Task directions :: Copy the material below line for line, with no changes.

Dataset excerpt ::
□ □ □

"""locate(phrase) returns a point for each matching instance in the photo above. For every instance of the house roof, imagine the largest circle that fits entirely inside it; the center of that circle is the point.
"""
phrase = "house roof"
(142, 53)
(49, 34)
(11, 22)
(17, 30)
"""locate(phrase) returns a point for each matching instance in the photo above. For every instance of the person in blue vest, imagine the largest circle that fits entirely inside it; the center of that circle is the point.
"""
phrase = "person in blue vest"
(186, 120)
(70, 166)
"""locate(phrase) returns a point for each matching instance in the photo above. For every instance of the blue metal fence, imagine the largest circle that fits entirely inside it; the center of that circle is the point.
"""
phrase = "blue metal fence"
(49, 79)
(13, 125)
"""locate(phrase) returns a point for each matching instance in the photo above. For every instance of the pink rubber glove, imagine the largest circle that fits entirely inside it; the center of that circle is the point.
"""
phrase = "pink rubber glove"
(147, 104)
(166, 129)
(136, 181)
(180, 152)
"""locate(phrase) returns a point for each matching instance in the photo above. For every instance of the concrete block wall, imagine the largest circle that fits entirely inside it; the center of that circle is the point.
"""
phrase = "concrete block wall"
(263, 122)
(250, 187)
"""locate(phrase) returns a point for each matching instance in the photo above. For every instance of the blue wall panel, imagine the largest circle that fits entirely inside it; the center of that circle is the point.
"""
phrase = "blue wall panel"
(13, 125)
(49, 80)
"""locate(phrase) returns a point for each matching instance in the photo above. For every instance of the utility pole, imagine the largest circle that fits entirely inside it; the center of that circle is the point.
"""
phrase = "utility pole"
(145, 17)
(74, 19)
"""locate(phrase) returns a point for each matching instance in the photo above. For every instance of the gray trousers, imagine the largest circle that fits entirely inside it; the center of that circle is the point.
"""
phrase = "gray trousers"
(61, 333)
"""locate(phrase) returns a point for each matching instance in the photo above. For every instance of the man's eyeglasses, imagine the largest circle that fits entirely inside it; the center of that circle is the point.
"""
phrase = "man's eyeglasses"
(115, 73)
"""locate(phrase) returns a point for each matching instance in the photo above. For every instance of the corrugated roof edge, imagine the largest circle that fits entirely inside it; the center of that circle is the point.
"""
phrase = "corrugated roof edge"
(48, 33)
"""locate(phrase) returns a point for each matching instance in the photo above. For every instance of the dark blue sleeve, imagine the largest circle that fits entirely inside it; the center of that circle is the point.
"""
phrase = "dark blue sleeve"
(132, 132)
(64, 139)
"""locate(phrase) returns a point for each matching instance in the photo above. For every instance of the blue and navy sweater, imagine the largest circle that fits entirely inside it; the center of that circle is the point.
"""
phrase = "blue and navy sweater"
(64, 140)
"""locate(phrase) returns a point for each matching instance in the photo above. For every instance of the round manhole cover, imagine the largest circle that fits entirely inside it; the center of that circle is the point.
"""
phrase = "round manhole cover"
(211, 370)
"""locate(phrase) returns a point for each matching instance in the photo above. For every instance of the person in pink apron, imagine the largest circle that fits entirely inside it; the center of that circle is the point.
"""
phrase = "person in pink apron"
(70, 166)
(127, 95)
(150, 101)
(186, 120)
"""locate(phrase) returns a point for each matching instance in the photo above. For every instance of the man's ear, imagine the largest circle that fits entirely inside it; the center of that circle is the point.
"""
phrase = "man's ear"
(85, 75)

□ □ □

Output below ::
"""locate(phrase) returns a point for each matching instance in the photo above. For every instance of the house roof, imagine the largest circle that fits entirely inside it; the center of that circle is the point.
"""
phrase = "house roof"
(142, 53)
(49, 34)
(11, 22)
(17, 30)
"""locate(phrase) returns a point for each matching instance in the photo above. For every instance of the person in blue vest, imagine the largest circle that fits entirely inside it; the center of that circle is the point.
"""
phrase = "person in blue vest"
(186, 120)
(70, 166)
"""locate(phrase) returns a point for each matching instance in the photo above. For every instance of the blue metal fence, imagine the largest circle that fits entirely inside it; the center of that circle is the point.
"""
phrase = "blue metal fence"
(49, 79)
(13, 125)
"""locate(phrase) returns a point for each matching instance in the photo above. For every instance of the pink rubber glove, imagine the largest circle that fits entirely inside it; the center of that circle is the point.
"""
phrase = "pink rubber glove"
(147, 104)
(166, 129)
(136, 181)
(180, 152)
"""locate(phrase) returns a point for each matching instance in the photo above. For every instance of the concrete block wall, imagine the largest circle that fits entirely inside it; the center of that circle is the point.
"""
phrase = "concrete block wall"
(263, 122)
(250, 187)
"""locate(phrase) returns a point for each matching instance in the photo above. For every instance of the blue wall panel, imagine the largest circle that fits entirely inside it; the center of that circle is the point.
"""
phrase = "blue wall panel"
(13, 125)
(49, 80)
"""locate(phrase) returns a point for each matching instance in the photo above. For every instance of the utility pole, imagine the largest circle that fits entirely inside it; the center of that circle is the point.
"""
phrase = "utility pole"
(145, 17)
(74, 19)
"""locate(phrase) returns a point for each matching instance in the photo above. For every instance of the gray trousers, imagine the largest circle that fits entirely inside it; the center of that circle is the point.
"""
phrase = "gray trousers"
(61, 333)
"""locate(phrase) returns a point for each matching instance in the photo above. For every instance of the man's eyeglasses, imagine the largest circle that fits entirely inside it; the center of that circle is the point.
"""
phrase = "man's eyeglasses"
(115, 73)
"""locate(phrase) returns a point for each matching instance in the photo above. For every instance of the corrugated roof edge, imagine the largest circle that fits entirely inside it; the center of that circle is the point.
"""
phrase = "corrugated roof edge"
(48, 33)
"""locate(phrase) returns a point for each matching instance in the photo above. For every instance of the dark blue sleeve, imagine the largest circle that fits entirely inside it; the center of that circle is the point.
"""
phrase = "dark blue sleeve"
(132, 132)
(64, 139)
"""locate(phrase) returns a point for each matching instance in the photo above. For every instance of the blue and navy sweater, imagine the largest circle that fits entirely inside it; the center of that circle is the point.
"""
phrase = "blue and navy sweater"
(64, 140)
"""locate(phrase) returns a point for each matching instance in the photo above. For every instance of the round manhole cover, imagine the largest circle that fits entirely inside it; the center of that circle is the point.
"""
phrase = "round manhole cover"
(211, 370)
"""locate(phrase) returns a point for each matching instance in the photo above. For every instance of the person in pink apron, imagine the largest circle that fits entirely inside it; the center of that circle is the point.
"""
phrase = "person in pink apron"
(70, 166)
(127, 95)
(150, 101)
(186, 120)
"""locate(phrase) returns a point for each matching instance in the photo above. For every instance of the man's ear, imagine the largest circle that fits entirely inside it; the center of that circle is the point.
"""
phrase = "man's ear"
(85, 75)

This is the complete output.